YOUR INSTRUCTIONS >> Leave out the pictures; transcribe all else exactly.

## BEGIN LISTING

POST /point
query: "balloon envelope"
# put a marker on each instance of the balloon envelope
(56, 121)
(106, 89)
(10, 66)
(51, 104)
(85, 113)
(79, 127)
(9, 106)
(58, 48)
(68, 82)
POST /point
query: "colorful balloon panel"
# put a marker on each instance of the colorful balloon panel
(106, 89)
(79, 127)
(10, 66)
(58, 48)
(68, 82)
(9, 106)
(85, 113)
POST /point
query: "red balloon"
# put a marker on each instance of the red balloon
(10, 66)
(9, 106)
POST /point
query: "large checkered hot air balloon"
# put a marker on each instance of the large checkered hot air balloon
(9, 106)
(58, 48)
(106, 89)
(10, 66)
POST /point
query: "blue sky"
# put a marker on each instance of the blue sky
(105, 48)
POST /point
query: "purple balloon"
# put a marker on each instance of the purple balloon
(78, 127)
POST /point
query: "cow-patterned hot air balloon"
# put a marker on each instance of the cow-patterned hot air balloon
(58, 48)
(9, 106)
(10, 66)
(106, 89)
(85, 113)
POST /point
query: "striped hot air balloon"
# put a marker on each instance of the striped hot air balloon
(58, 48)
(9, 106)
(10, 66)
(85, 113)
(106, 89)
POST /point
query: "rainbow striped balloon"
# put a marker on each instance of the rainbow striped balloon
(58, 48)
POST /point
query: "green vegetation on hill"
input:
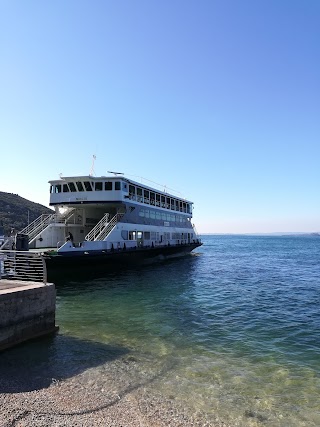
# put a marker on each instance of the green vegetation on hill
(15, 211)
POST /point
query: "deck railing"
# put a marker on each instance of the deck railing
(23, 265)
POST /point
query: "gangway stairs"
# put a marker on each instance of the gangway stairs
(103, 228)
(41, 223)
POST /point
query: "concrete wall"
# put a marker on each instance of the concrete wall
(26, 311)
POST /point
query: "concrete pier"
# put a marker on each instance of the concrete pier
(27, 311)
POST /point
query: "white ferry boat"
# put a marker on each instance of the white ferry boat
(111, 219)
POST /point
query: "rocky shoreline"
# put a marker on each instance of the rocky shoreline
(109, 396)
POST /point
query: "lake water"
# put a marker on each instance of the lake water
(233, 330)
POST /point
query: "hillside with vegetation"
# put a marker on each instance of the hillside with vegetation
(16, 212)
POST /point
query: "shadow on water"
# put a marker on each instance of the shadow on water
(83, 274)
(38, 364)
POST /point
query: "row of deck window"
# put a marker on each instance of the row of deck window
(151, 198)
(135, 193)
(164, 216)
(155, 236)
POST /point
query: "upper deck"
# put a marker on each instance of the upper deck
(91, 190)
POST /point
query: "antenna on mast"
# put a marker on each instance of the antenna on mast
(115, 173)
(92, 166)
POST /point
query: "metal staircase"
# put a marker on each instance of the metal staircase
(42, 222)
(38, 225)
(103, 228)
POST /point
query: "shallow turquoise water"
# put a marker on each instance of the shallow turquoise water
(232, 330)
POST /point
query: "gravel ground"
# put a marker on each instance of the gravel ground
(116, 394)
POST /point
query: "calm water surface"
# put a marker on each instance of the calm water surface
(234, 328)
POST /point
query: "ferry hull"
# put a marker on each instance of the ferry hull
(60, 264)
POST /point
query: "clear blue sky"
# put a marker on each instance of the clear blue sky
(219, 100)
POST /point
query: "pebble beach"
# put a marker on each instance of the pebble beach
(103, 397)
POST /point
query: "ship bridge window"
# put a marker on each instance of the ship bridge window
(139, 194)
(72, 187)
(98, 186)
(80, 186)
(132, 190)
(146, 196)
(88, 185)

## END LISTING

COMPLETE ANSWER >>
POST /point
query: "balloon envelope"
# put a marker on each instance of the balloon envelope
(56, 121)
(106, 89)
(10, 66)
(51, 104)
(85, 113)
(79, 127)
(9, 106)
(58, 48)
(68, 82)
POST /point
query: "colorful balloon panel"
# put a marker on each instance of the colorful balloon panel
(106, 89)
(79, 127)
(10, 66)
(58, 48)
(68, 82)
(9, 106)
(85, 113)
POST /point
query: "red balloon"
# put a marker on each instance of the red balloon
(10, 66)
(9, 106)
POST /point
query: "large checkered hot air balloon"
# put a marker on each instance of the large checkered hot air balloon
(9, 106)
(58, 48)
(106, 89)
(10, 66)
POST /point
query: "blue sky"
# put a marker on each instance of the blue sky
(105, 48)
POST /point
query: "purple balloon"
# put a marker on each instance of the purple balloon
(78, 127)
POST /point
query: "cow-patterned hot air balloon"
# put a marker on each instance of the cow-patterned hot air balloon
(58, 48)
(9, 106)
(10, 66)
(106, 89)
(85, 113)
POST /point
query: "striped hot air balloon"
# put a marker on each instance of the striped hot air balloon
(58, 48)
(9, 106)
(10, 66)
(85, 113)
(106, 89)
POST /point
query: "rainbow striped balloon"
# put a marker on each instance of the rainbow striped balloon
(58, 48)
POST /point
query: "green vegetation on hill"
input:
# put a marker on each instance of the green vegetation on hill
(15, 211)
POST /point
query: "deck railing"
# put a marker on each instance of the deck railing
(23, 265)
POST /point
query: "gangway stairs"
# put a marker on each instance of the gangway stairs
(103, 228)
(41, 223)
POST /point
query: "concrete wall"
# put a marker on each instance of the concrete wall
(26, 311)
POST /point
query: "concrete pier"
# put a marker on each instance of the concrete pier
(27, 311)
POST /point
query: "white ferry boat"
# put a marker on each instance of the white ferry boat
(111, 219)
POST /point
query: "rocky shoreline"
# put a marker on each instance of the rocky shoreline
(109, 396)
POST /point
query: "lake water"
# put a marker on each instance of the lake water
(233, 330)
POST /point
query: "hillside with vegetation"
# put a marker on each instance of the hillside with vegetation
(16, 212)
POST /point
query: "shadow on water"
# put a marker on each instance of the shadow on water
(83, 274)
(38, 364)
POST /point
query: "row of deck window"
# put a marker on each instance of the row of deck window
(151, 198)
(135, 193)
(164, 216)
(155, 236)
POST /point
query: "upper deck"
# put a marker on each instance of the upper deck
(91, 190)
POST /point
query: "antenna on mast"
# put a marker on each instance of the antenna on mast
(115, 173)
(92, 166)
POST /point
query: "metal staircase"
# put a marker on each instance of the metal staircase
(42, 222)
(38, 225)
(103, 228)
POST /point
query: "shallow turquoise water"
# put a marker on each instance of the shallow turquoise water
(232, 330)
POST /point
query: "gravel ground"
# put a marker on each instance of the gravel ground
(116, 394)
POST /point
query: "calm water surface"
# put a marker on each instance of the calm water surface
(234, 328)
POST /point
query: "ferry hull"
# put a marker on each instance of the ferry hull
(60, 264)
POST /point
query: "clear blue sky"
# put a marker on each instance of the clear blue sky
(219, 100)
POST /point
query: "pebble beach"
# put a marker on each instance of the pebble beach
(103, 397)
POST /point
query: "ship bridge window"
# put a marker on each instance of the ship bridge window
(139, 194)
(72, 187)
(98, 186)
(80, 186)
(132, 190)
(146, 196)
(88, 185)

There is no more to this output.